-- DATASET RECORDS --
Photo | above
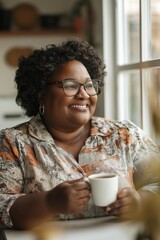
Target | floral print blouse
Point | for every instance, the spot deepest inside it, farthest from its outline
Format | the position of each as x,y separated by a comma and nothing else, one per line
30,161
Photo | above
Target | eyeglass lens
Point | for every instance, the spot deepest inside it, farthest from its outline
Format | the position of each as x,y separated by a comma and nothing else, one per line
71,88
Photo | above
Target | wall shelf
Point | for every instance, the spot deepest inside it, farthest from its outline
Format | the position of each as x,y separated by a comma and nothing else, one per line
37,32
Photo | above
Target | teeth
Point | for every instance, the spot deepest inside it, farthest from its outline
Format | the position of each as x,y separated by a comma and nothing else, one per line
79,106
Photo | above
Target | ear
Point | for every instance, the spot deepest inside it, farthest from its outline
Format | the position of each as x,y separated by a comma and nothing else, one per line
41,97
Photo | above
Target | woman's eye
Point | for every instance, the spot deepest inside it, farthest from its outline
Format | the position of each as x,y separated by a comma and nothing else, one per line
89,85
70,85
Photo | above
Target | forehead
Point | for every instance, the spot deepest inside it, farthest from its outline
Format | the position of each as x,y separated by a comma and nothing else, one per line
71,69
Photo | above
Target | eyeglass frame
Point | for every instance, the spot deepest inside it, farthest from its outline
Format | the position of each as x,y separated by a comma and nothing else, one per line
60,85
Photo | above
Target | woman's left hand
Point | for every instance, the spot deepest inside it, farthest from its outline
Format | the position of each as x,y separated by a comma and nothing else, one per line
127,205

* * *

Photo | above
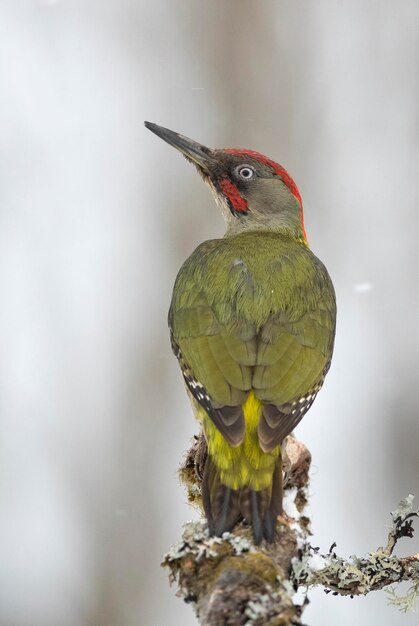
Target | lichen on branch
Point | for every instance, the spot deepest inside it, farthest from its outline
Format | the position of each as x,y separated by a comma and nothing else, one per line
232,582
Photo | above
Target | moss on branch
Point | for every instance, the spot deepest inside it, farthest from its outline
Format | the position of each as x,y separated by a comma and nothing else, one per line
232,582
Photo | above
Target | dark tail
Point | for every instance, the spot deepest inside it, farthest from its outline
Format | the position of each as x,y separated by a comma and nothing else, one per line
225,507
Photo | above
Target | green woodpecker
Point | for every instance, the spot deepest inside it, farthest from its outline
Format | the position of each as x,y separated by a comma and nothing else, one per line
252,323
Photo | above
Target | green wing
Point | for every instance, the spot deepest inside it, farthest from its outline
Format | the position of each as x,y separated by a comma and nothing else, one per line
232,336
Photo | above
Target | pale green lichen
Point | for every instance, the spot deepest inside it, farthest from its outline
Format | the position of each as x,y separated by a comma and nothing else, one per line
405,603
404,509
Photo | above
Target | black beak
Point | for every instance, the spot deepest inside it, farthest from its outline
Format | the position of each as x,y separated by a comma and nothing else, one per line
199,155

-- WHAT THE TASK ASKS --
From the material above, copy exactly the lines between the line holding "Target | lichen on branch" and the line holding "Target | dark tail", inclusive, and only those.

-- REPLY --
Target | lichen on branch
Point | for every instance, the spot deepest inside it, farthest from its outline
Format | the position of each as x,y separated by a comma and nothing else, one per line
232,582
Photo | above
Target | moss on branch
Point | for every instance, the spot deepest inside it, farthest from its outline
Format | the position of each as x,y separated by a comma and nothing else, one per line
232,582
Photo | above
Target | dark tail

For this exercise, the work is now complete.